EXCERPT TO READ:
┌──

Online banking fraud scam concept, businessman using laptop computer and credit card

The Missing Piece in Fraud Prevention

If you ask an AI agent to provide an overview on fraud, the agent surveys the current content and generates content. It will accurately tell you that trends to watch include AI-Powered Social Engineering; Identity Theft and Synthetic Identity Fraud; Real-Time Payment (RTP) Fraud; and Supply Chain Fraud [impersonating vendors]. But then in telling you how to manage fraud, it clearly isn’t connecting the dots. What connects all those trends is something Nacha, the organization that governs banks’ and their customers’ use of the $86T ACH Network, has been talking about for years: the rise of Credit-Push Fraud (CPF).

Credit-Push Fraud occurs when malicious actors exploit gaps in organizations’ sophistication or operations to access their deposit accounts and then push out deposits to fraudulent accounts, from which the funds are quickly transferred, in order to prevent claw backs. By “organizations” we mean customers of banks that banks permit to initiate fund transfers (business payments, Wires, ACH, etc.). It’s those customers that are the targets and victims of social engineering, identity theft, RTP fraud, and vendor impersonations. CPF is rapidly evolving as fraudsters learn new techniques to dupe customers or penetrate their systems, and rapidly move funds. But the key piece that’s missing in the conversation is: how do we shore up those gaps in customers’ sophistication and operations?

└──

TASKS TO PERFORM:
1. Rewrite the passage of the fraud prevention article beginning with the words "If you ask an" and ending after "Credit-Push Fraud (CPF).", replacing "Credit-Push Fraud" with "Push Payment Fraud".
2. According to the fraud prevention article, what does Nacha govern?
The lines after this article are not needed for any of the work here.

ENTRIES SHOWN:

┌──

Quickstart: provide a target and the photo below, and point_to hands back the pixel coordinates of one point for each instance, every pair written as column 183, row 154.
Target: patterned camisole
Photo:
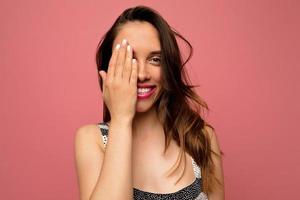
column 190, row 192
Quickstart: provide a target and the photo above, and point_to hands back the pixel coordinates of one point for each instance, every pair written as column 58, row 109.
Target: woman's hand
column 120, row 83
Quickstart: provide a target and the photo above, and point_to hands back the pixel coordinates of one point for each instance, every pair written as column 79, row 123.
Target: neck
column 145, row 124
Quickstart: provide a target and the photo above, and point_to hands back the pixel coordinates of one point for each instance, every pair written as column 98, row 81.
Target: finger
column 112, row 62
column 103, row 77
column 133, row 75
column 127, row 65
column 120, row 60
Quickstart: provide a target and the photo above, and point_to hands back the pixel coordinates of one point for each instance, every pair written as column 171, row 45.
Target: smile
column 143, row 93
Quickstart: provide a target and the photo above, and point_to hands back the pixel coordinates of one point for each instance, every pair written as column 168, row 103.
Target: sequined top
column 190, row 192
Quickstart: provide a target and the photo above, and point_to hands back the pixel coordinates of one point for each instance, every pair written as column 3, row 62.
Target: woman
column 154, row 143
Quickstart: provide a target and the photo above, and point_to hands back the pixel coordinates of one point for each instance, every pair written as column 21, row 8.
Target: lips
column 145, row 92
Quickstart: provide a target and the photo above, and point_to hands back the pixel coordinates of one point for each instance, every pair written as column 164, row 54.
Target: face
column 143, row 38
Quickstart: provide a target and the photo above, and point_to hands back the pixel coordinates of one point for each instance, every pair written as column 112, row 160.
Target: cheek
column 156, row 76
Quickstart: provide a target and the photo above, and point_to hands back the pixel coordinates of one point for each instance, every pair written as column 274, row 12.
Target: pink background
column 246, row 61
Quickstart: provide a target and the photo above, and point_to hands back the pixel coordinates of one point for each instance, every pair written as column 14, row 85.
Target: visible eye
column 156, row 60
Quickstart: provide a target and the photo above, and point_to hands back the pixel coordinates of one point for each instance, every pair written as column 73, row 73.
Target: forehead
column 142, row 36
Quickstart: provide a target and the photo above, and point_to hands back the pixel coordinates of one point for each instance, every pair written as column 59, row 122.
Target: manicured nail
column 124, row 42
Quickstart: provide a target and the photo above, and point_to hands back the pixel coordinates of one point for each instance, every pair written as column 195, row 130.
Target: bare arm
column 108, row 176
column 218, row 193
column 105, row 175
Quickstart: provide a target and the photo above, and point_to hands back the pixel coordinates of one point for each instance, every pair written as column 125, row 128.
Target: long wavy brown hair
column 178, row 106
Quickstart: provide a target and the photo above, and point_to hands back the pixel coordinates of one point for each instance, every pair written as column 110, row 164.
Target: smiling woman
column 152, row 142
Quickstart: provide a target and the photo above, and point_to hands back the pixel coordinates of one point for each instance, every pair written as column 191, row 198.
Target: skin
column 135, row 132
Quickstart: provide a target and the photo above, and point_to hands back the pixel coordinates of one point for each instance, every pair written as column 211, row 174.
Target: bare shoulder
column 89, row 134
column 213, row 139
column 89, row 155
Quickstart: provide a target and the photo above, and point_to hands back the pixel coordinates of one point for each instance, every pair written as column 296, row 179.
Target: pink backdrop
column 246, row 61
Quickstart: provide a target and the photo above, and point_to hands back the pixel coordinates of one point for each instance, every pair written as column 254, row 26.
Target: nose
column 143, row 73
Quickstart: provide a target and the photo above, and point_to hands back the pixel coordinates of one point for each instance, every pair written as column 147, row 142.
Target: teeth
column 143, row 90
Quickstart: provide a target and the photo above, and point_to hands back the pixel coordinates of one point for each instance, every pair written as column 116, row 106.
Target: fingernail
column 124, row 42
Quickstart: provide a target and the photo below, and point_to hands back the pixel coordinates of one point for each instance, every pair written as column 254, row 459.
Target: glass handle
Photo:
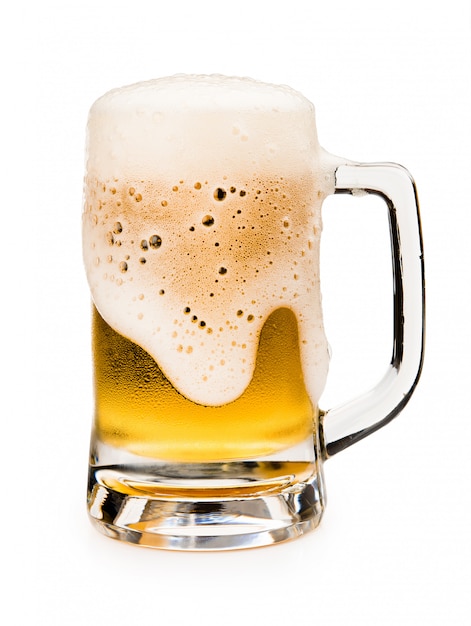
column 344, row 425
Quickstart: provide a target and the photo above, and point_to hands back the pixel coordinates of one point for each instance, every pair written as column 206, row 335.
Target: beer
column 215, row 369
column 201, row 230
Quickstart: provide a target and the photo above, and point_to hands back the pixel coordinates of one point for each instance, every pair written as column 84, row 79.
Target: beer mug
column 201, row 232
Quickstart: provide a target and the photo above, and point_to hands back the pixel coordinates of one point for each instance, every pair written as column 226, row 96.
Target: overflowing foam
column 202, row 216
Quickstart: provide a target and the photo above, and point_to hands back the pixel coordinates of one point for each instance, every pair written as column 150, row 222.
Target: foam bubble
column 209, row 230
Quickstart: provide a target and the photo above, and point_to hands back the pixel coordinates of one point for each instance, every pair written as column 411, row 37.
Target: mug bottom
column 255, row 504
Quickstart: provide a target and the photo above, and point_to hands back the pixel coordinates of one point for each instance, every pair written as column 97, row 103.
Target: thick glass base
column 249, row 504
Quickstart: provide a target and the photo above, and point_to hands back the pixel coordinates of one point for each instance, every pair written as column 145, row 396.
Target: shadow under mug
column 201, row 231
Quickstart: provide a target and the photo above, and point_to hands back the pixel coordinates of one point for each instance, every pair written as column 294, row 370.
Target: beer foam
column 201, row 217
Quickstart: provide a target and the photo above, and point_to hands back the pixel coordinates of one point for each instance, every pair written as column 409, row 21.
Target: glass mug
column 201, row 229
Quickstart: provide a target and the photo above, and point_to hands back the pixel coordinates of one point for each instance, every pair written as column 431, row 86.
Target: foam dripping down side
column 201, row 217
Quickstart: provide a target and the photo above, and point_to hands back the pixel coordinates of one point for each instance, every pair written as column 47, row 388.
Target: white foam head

└──

RESPONSES:
1.
If you ask an AI agent to provide an overview on fraud, the agent surveys the current content and generates content. It will accurately tell you that trends to watch include AI-Powered Social Engineering; Identity Theft and Synthetic Identity Fraud; Real-Time Payment (RTP) Fraud; and Supply Chain Fraud [impersonating vendors]. But then in telling you how to manage fraud, it clearly isn’t connecting the dots. What connects all those trends is something Nacha, the organization that governs banks’ and their customers’ use of the $86T ACH Network, has been talking about for years: the rise of Push Payment Fraud (CPF).

2. Nacha governs banks' and their customers' use of the $86T ACH Network.